[BUG] Checkpointer on hot standby runs without looking checkpoint_segments
Hello, this is bug report and a patch for it.
The first patch in the attachments is for 9.2dev and next one is
for 9.1.3.
On the current 9.2dev, IsCheckpointOnSchedule@checkpointer.c does
not check against WAL segments written. This makes checkpointer
always run at the speed according to checkpoint_timeout
regardless of WAL advancing rate.
This leads to unexpected imbalance in the numbers of WAL segment
files between the master and the standby(s) for high advance rate
of WALs. And what is worse, the master would have much higher
chance to remove some WAL segments before the standby receives
them.
XLogPageRead()@xlog.c triggers checkpoint referring to WAL
segment advance. So I think this is a bug of bgwriter in 9.1. The
attached patches fix that on 9.2dev and 9.1.3 respctively.
In the backported version to 9.1.3, bgwriter.c is modified
instead of checkpointer.c in 9.2. And GetWalRcvWriteRecPtr() is
used as the equivalent of GetStandbyFlushRecPtr() in 9.2.

▶ **Given data**

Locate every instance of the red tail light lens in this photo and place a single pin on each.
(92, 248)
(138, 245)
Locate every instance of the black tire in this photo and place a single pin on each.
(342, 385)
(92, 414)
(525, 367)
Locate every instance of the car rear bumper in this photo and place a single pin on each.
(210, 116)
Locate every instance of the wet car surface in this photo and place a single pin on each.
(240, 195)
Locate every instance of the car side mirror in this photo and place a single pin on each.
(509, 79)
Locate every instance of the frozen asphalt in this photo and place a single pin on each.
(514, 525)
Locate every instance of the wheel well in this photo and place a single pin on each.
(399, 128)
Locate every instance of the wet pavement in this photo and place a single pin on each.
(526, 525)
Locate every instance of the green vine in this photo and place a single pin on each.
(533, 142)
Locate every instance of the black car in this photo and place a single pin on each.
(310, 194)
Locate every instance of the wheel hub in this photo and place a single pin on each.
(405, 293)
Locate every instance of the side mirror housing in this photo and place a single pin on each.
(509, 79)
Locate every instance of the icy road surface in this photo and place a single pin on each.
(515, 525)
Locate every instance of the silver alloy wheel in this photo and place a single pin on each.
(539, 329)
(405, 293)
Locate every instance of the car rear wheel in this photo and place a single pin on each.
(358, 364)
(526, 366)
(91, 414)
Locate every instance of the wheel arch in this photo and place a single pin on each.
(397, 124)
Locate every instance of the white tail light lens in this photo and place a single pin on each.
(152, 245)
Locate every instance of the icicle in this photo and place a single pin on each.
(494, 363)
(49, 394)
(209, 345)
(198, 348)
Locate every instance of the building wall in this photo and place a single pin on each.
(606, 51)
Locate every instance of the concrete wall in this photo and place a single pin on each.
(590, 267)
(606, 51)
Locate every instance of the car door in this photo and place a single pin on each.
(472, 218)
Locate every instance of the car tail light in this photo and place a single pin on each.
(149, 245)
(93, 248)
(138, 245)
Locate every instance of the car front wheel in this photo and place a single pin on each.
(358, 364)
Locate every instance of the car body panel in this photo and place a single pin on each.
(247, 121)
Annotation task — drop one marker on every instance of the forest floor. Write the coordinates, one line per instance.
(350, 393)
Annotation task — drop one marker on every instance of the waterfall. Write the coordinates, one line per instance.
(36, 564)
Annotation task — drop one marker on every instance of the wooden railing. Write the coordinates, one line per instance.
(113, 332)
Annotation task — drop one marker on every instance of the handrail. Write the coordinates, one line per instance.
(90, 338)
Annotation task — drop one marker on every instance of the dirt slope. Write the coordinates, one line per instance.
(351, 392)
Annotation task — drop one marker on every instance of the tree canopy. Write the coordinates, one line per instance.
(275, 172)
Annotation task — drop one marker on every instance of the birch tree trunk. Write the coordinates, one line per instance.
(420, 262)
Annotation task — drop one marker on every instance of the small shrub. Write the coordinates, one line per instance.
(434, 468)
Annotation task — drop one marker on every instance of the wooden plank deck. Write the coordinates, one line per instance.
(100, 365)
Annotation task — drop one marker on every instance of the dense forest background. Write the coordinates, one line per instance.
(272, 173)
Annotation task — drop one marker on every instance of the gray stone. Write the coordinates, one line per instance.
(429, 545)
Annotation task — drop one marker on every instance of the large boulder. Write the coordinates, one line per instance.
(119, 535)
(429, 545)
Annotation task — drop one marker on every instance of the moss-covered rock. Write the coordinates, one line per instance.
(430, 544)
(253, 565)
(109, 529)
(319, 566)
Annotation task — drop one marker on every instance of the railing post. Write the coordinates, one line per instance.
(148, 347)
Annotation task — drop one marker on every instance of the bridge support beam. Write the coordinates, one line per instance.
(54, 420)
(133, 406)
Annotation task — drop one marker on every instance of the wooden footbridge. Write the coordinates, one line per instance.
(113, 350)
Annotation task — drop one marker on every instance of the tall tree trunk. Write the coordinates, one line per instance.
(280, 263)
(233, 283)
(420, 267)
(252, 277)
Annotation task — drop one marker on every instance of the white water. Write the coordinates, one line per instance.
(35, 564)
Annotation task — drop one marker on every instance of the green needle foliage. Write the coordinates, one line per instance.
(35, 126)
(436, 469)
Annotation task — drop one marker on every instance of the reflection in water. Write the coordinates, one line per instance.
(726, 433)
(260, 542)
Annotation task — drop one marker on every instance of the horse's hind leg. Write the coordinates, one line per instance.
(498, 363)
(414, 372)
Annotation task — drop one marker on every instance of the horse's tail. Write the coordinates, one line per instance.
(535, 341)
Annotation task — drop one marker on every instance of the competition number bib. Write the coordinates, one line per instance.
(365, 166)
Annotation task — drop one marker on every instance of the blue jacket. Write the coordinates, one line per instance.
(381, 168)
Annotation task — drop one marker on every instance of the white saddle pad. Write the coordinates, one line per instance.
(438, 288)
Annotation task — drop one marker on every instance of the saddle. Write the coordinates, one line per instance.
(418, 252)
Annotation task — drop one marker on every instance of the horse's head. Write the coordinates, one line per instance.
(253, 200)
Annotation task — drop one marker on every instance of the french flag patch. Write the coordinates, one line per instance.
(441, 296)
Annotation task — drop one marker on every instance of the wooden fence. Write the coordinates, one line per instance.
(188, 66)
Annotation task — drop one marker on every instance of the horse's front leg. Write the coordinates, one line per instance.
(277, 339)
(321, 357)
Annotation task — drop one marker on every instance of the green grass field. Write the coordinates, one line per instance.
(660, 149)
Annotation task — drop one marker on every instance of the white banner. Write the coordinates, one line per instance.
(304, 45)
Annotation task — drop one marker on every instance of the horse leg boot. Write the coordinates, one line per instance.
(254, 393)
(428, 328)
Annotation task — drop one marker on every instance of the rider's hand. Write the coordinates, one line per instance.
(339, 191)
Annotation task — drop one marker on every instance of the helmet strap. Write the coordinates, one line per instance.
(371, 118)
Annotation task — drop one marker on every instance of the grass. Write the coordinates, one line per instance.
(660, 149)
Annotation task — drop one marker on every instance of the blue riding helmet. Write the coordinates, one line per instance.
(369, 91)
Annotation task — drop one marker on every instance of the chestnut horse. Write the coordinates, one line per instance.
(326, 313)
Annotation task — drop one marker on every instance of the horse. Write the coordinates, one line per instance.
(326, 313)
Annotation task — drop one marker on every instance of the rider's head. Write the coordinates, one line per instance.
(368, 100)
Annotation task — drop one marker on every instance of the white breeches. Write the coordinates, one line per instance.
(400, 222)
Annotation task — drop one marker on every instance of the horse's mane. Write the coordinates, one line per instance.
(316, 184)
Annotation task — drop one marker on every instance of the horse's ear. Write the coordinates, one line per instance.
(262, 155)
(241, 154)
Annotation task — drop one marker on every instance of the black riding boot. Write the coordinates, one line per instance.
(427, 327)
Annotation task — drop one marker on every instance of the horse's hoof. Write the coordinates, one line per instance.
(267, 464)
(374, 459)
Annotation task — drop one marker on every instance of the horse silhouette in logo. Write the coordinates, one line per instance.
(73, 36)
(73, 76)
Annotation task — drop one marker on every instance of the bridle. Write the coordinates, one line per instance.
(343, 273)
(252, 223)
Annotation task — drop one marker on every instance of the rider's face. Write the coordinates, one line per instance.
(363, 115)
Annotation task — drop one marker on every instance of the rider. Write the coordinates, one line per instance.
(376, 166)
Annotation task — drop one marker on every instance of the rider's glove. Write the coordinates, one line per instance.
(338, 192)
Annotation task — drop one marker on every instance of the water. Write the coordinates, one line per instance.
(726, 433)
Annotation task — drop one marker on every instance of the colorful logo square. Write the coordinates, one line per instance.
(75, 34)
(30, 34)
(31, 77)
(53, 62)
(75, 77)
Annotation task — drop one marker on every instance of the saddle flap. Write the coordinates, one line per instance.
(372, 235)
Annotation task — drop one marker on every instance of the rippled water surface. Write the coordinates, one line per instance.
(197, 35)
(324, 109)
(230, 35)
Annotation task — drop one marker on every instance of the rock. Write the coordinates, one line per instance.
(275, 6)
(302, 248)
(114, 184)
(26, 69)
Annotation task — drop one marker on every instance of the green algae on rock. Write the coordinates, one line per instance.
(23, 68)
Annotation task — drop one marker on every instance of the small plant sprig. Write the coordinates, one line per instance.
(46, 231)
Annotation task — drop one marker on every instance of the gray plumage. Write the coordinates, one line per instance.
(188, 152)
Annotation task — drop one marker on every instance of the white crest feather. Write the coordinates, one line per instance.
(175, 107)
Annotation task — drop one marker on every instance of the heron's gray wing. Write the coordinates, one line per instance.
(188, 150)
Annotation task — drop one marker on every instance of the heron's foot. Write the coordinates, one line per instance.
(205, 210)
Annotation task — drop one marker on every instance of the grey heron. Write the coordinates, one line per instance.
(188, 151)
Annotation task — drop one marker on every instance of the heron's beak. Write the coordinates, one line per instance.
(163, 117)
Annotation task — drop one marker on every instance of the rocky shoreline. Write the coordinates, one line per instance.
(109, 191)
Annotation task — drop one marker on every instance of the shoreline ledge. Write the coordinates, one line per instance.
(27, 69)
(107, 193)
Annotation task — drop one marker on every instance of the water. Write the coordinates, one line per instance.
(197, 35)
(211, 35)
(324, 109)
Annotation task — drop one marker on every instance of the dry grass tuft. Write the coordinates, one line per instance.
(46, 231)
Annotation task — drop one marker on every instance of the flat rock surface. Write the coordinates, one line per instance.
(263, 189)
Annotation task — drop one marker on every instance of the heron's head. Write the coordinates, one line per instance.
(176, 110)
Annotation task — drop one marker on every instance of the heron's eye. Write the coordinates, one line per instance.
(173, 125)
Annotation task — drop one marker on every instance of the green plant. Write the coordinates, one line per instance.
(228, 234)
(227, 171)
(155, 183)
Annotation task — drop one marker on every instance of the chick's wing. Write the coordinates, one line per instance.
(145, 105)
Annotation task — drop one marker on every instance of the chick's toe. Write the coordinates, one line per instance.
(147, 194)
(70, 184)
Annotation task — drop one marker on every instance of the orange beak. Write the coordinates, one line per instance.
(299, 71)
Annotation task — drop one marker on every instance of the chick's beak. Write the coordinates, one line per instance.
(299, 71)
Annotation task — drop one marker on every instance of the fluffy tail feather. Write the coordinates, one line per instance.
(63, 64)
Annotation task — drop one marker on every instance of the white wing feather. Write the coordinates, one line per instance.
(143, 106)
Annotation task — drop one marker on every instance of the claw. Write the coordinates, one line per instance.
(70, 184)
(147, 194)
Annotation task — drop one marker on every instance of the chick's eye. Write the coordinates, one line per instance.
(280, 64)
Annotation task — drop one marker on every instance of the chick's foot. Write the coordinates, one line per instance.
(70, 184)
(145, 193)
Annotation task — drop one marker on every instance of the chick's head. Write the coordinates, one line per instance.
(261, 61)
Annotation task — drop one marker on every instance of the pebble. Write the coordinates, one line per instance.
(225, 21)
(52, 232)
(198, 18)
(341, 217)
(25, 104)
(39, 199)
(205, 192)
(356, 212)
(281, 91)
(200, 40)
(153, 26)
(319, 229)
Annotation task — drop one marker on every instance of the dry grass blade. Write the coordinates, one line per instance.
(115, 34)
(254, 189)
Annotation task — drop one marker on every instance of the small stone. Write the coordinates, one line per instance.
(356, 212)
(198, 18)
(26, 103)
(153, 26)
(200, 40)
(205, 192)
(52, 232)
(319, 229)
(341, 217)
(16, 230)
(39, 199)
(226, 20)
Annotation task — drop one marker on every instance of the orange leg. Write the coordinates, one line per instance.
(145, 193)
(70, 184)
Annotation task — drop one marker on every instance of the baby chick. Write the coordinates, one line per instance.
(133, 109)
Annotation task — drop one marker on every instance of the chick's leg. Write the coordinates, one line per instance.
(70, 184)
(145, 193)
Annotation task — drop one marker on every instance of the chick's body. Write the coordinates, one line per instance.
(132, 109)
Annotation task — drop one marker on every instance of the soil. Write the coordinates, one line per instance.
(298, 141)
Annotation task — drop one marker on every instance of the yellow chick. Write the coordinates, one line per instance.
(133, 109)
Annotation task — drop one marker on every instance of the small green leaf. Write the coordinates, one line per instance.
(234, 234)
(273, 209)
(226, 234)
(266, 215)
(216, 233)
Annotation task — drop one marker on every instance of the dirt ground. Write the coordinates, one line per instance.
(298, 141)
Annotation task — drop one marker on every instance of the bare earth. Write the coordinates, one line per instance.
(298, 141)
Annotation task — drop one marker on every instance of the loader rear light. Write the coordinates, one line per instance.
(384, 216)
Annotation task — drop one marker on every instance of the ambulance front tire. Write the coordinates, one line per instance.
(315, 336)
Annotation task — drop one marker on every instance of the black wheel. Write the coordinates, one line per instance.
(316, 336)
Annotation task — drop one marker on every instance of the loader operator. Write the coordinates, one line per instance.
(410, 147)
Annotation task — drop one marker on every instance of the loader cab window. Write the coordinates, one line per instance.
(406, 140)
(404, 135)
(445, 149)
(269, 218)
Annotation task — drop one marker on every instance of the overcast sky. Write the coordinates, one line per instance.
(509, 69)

▶ **Task requirements**
1 – Reproduce the checkpointer bug report in full, word for word.
2 – Pick out each line of the listing that contains the word "mirror".
The bug report and the listing come from unrelated sources.

▶ **Solutions**
1 –
[BUG] Checkpointer on hot standby runs without looking checkpoint_segments
Hello, this is bug report and a patch for it.
The first patch in the attachments is for 9.2dev and next one is
for 9.1.3.
On the current 9.2dev, IsCheckpointOnSchedule@checkpointer.c does
not check against WAL segments written. This makes checkpointer
always run at the speed according to checkpoint_timeout
regardless of WAL advancing rate.
This leads to unexpected imbalance in the numbers of WAL segment
files between the master and the standby(s) for high advance rate
of WALs. And what is worse, the master would have much higher
chance to remove some WAL segments before the standby receives
them.
XLogPageRead()@xlog.c triggers checkpoint referring to WAL
segment advance. So I think this is a bug of bgwriter in 9.1. The
attached patches fix that on 9.2dev and 9.1.3 respctively.
In the backported version to 9.1.3, bgwriter.c is modified
instead of checkpointer.c in 9.2. And GetWalRcvWriteRecPtr() is
used as the equivalent of GetStandbyFlushRecPtr() in 9.2.

2 –
Locate every instance of the car side mirror in this photo and place a single pin on each.
Locate every instance of the side mirror housing in this photo and place a single pin on each.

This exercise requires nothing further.